* [THE PROBLEM]: Below are the records; count how many of their lines contain the word "shirt" and give that number only.

╭─ MATERIAL FOR THE TASK

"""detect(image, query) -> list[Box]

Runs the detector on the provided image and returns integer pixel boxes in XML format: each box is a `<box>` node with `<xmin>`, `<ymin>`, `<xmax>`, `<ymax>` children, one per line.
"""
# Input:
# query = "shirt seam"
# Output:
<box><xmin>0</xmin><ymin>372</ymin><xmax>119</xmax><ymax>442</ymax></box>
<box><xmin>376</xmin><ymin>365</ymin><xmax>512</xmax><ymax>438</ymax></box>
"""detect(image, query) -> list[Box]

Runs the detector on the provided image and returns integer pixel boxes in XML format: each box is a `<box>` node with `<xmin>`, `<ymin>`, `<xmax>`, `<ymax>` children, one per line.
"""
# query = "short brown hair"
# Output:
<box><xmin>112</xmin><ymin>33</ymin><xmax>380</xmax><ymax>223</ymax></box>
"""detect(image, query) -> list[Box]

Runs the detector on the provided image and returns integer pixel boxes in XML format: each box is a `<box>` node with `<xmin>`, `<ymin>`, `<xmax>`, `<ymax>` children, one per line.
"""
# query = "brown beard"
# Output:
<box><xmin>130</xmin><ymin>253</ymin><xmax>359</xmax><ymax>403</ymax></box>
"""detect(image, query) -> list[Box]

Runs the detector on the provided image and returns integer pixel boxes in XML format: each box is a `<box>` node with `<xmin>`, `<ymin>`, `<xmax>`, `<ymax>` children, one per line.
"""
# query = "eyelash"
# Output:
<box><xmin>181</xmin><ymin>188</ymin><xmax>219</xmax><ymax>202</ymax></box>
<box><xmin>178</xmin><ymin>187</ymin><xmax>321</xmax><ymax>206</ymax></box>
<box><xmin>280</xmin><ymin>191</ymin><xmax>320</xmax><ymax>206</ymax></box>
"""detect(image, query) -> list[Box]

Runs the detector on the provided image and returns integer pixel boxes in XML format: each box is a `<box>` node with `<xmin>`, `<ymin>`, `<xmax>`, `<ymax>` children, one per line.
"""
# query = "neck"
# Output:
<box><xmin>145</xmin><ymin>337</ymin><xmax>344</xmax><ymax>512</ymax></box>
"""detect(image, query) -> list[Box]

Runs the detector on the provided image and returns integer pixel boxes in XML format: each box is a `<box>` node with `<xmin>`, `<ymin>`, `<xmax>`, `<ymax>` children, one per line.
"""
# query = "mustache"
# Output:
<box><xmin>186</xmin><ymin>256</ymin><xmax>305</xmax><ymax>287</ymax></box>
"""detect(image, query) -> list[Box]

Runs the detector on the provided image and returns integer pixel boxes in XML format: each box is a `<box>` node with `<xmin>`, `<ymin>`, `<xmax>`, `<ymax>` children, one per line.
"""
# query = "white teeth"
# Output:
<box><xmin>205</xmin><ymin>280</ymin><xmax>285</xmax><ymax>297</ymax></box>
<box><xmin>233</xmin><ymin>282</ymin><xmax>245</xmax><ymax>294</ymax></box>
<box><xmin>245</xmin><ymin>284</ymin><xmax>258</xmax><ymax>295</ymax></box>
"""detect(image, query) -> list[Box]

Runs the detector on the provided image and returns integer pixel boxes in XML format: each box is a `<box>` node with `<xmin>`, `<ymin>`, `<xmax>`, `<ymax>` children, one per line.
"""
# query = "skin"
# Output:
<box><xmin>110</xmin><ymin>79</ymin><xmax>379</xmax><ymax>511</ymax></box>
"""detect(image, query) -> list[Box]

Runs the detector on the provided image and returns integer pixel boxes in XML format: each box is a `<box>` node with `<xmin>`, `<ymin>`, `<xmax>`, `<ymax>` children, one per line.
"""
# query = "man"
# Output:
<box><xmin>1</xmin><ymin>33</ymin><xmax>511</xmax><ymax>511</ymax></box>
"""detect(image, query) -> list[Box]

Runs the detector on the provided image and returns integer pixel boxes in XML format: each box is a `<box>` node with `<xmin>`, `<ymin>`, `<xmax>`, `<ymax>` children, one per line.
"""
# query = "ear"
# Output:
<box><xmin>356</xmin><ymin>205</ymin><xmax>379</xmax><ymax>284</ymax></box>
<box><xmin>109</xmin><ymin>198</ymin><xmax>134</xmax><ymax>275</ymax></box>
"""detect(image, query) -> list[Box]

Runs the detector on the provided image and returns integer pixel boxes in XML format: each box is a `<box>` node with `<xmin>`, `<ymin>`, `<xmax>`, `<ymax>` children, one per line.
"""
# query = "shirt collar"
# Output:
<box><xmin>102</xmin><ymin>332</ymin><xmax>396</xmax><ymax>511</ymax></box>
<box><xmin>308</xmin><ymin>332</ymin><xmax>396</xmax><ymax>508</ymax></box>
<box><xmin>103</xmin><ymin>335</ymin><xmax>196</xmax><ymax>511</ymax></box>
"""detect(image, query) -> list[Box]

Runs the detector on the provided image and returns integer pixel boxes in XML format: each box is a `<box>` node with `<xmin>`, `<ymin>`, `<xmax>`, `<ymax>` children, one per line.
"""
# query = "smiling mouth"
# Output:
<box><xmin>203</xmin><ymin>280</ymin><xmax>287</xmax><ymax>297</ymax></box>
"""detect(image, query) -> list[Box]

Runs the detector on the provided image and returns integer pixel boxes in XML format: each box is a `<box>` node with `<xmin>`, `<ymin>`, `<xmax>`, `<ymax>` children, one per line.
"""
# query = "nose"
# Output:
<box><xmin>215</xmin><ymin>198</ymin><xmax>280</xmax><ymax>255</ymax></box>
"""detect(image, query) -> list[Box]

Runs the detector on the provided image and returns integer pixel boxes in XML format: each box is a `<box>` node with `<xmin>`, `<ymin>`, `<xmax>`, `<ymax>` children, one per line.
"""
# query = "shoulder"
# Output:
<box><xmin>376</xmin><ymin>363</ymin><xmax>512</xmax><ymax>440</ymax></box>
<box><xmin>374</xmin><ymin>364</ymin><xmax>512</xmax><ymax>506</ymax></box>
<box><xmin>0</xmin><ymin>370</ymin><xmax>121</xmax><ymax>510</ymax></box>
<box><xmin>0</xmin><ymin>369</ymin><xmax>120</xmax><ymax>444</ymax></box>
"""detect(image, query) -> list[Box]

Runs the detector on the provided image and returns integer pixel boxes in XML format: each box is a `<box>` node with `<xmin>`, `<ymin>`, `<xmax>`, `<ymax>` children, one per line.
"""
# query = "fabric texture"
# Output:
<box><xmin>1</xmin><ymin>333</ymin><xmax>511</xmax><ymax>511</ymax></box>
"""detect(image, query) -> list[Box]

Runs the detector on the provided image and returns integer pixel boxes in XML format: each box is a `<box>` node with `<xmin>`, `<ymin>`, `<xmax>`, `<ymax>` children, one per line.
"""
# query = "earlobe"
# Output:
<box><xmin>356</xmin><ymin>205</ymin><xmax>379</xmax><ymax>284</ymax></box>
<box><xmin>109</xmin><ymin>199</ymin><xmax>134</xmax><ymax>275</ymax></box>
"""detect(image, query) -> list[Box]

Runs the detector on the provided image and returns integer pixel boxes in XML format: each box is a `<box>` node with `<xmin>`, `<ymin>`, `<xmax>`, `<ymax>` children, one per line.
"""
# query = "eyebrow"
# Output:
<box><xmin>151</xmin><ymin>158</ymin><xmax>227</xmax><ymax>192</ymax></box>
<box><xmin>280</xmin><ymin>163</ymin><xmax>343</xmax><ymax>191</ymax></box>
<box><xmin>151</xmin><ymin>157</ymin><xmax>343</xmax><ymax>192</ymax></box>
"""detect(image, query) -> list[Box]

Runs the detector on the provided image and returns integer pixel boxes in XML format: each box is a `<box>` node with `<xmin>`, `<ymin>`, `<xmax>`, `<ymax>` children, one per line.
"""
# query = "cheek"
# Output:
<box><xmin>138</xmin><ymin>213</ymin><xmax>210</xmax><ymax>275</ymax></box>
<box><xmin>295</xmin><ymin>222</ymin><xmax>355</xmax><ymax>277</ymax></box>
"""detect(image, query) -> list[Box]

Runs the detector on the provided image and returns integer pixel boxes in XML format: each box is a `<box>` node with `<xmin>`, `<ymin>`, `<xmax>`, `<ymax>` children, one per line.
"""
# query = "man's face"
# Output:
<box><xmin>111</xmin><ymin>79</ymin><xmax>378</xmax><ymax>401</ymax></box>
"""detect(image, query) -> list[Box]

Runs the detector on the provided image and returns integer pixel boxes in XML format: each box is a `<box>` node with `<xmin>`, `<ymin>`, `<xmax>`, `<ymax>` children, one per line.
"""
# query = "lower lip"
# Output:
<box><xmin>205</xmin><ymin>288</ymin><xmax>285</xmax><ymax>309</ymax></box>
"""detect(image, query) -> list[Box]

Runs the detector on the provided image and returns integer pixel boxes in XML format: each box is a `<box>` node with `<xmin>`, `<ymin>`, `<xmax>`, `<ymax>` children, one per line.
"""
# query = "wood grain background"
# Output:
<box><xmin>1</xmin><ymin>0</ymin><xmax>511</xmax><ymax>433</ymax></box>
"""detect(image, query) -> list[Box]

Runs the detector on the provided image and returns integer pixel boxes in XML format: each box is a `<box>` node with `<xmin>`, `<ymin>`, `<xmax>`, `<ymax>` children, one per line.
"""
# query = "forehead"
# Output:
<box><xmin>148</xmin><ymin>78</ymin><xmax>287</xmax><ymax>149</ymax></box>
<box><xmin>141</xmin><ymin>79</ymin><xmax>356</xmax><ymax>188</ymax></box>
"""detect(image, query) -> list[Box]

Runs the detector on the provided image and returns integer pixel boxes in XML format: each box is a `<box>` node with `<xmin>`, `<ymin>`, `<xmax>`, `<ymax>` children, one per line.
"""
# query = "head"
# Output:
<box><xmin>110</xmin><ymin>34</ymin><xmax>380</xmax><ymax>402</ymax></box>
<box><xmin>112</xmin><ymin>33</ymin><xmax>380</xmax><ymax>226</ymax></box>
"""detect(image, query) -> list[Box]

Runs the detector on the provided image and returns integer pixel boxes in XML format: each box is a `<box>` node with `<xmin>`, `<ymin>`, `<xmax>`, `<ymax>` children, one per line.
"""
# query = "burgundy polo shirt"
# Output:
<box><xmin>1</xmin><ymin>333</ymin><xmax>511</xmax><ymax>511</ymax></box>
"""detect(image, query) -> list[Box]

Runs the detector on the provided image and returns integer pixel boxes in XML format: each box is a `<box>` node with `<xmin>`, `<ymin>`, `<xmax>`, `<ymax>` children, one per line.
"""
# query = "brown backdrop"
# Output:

╰─

* [EXERCISE SOLUTION]: 3